## Problem 1
In the blog post about the Rizzoli and Isles novels, what title does the eighth book in the series carry abroad?
## Problem 2
Rewrite the part of the Rizzoli and Isles blog post that opens with the words containing "Anyone who knows" and closes with "are utterly compelling.", swapping "devoured" for "raced through".
Top of Selected passage
Anyone who knows me or has been following Savidge Reads for any length of time will probably know by now that I am a big fan of Tess Gerritsen’s Rizzoli and Isles novels. That said though, because I am such a fan of them, I read them rather sparingly. However the other day when I was feeling in a slight bookish lull, aware I wanted something crime filled and thrilling yet familiar it seemed like it was time to catch up with the eighth in the series ‘The Killing Place’, or ‘Ice Cold’ as its titled abroad, and so I sat down and devoured the book in two sittings, starting one evening and finishing the following morning. They are utterly compelling.
Bottom of Selected passage
Top of Data supplied
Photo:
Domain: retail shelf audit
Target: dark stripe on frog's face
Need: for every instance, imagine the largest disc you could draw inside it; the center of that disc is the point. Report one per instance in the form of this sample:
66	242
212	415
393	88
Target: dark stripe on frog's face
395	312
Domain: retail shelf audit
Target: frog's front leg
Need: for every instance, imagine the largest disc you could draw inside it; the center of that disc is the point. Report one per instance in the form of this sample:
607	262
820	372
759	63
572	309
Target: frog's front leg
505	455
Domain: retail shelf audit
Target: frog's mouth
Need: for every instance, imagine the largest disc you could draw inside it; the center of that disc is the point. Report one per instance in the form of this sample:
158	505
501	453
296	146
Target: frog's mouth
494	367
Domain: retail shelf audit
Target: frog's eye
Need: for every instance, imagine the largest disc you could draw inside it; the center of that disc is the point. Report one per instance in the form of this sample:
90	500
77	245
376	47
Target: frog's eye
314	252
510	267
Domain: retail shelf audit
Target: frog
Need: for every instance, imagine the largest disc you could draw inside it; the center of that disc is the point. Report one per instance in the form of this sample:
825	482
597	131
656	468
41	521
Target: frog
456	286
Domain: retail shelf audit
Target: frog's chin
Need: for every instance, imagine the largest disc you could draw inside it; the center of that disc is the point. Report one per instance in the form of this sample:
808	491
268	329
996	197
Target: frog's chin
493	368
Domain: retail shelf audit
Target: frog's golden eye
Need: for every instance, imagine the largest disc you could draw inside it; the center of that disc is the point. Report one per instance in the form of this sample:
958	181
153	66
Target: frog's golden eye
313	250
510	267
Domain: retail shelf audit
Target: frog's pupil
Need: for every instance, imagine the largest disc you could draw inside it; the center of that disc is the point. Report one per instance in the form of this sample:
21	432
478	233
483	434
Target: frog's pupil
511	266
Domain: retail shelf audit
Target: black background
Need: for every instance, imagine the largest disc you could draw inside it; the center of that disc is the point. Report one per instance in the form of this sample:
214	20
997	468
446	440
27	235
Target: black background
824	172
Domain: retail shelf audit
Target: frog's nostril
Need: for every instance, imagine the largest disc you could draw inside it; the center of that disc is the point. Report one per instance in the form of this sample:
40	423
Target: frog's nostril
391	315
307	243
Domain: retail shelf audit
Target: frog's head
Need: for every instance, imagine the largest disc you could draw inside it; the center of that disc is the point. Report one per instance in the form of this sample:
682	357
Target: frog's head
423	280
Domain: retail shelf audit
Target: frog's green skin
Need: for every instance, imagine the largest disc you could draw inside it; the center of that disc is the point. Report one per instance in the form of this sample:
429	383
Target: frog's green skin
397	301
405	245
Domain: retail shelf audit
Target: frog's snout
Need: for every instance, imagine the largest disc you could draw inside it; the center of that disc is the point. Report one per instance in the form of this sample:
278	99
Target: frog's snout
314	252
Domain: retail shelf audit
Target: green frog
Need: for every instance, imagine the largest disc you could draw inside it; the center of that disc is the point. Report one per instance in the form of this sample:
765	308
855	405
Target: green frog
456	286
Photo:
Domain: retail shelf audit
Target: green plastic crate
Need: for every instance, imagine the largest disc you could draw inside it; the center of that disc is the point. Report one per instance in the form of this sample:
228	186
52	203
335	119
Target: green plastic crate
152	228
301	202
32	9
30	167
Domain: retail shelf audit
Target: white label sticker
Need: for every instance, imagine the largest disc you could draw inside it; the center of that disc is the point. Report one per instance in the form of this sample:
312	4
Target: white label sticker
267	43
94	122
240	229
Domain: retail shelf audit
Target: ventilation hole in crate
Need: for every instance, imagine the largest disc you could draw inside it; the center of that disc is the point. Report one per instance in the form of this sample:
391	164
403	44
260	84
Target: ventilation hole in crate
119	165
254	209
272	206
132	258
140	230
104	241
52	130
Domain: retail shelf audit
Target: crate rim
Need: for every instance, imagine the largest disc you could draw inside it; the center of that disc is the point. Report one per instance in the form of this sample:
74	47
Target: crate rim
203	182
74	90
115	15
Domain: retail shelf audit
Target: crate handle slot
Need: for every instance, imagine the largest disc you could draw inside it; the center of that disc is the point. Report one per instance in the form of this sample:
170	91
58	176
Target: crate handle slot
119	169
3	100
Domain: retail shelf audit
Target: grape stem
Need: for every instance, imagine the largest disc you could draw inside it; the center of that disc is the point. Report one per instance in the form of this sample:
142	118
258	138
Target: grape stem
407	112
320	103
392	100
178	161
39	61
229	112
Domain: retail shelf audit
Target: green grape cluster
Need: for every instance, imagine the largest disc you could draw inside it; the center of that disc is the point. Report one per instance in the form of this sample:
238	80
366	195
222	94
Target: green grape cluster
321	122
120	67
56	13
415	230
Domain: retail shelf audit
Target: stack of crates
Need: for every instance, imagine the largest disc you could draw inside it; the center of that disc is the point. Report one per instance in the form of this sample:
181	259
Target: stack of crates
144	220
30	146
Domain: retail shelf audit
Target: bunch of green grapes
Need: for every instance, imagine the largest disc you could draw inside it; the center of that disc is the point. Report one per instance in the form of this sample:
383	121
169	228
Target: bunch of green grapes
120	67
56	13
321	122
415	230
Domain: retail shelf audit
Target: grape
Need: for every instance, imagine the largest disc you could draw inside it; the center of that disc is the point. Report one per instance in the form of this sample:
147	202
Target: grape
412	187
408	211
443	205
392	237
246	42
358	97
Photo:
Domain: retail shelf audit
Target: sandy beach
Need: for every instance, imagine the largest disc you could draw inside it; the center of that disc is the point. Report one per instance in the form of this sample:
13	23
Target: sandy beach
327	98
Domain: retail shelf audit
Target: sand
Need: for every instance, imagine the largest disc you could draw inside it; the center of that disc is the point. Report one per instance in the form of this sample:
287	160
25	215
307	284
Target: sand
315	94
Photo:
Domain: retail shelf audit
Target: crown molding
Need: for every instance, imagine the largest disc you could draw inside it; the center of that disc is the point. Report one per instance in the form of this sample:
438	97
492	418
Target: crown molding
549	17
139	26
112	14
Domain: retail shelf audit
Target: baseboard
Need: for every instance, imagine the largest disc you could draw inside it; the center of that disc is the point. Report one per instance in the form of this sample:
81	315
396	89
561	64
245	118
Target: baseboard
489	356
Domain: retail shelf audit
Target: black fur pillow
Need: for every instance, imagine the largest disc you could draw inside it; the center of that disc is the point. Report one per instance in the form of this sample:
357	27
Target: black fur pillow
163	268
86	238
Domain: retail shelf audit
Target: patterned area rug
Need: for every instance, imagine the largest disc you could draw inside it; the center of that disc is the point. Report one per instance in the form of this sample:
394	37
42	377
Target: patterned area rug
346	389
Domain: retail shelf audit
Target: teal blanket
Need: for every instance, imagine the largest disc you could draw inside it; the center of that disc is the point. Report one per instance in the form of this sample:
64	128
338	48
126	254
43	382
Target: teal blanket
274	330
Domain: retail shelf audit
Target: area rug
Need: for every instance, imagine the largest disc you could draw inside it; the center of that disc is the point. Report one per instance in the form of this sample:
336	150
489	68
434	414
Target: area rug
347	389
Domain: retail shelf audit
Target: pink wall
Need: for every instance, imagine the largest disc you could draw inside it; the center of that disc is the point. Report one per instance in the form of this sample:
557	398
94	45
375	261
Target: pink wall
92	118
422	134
Bottom of Data supplied
## Exercise result 1
'Ice Cold'

## Exercise result 2
Anyone who knows me or has been following Savidge Reads for any length of time will probably know by now that I am a big fan of Tess Gerritsen’s Rizzoli and Isles novels. That said though, because I am such a fan of them, I read them rather sparingly. However the other day when I was feeling in a slight bookish lull, aware I wanted something crime filled and thrilling yet familiar it seemed like it was time to catch up with the eighth in the series ‘The Killing Place’, or ‘Ice Cold’ as its titled abroad, and so I sat down and raced through the book in two sittings, starting one evening and finishing the following morning. They are utterly compelling.